» **Your assignment**: Every record below is to be repeated exactly, with the pictures left out.

+---+

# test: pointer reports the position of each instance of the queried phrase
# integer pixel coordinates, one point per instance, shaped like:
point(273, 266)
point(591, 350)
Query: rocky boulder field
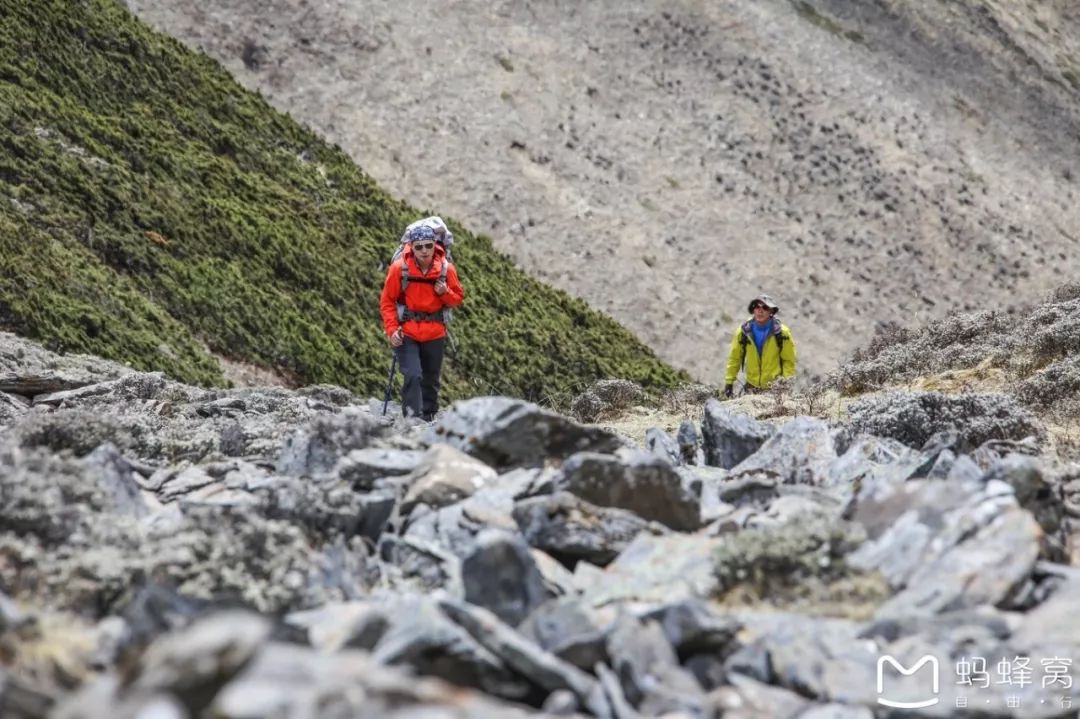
point(175, 552)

+---+

» **Your solution**:
# test: pointer reports the position of each instance of the queried phrase
# integer pixel coordinates, one point per instance, shaped like:
point(273, 266)
point(591, 350)
Query: rocky boulder field
point(175, 552)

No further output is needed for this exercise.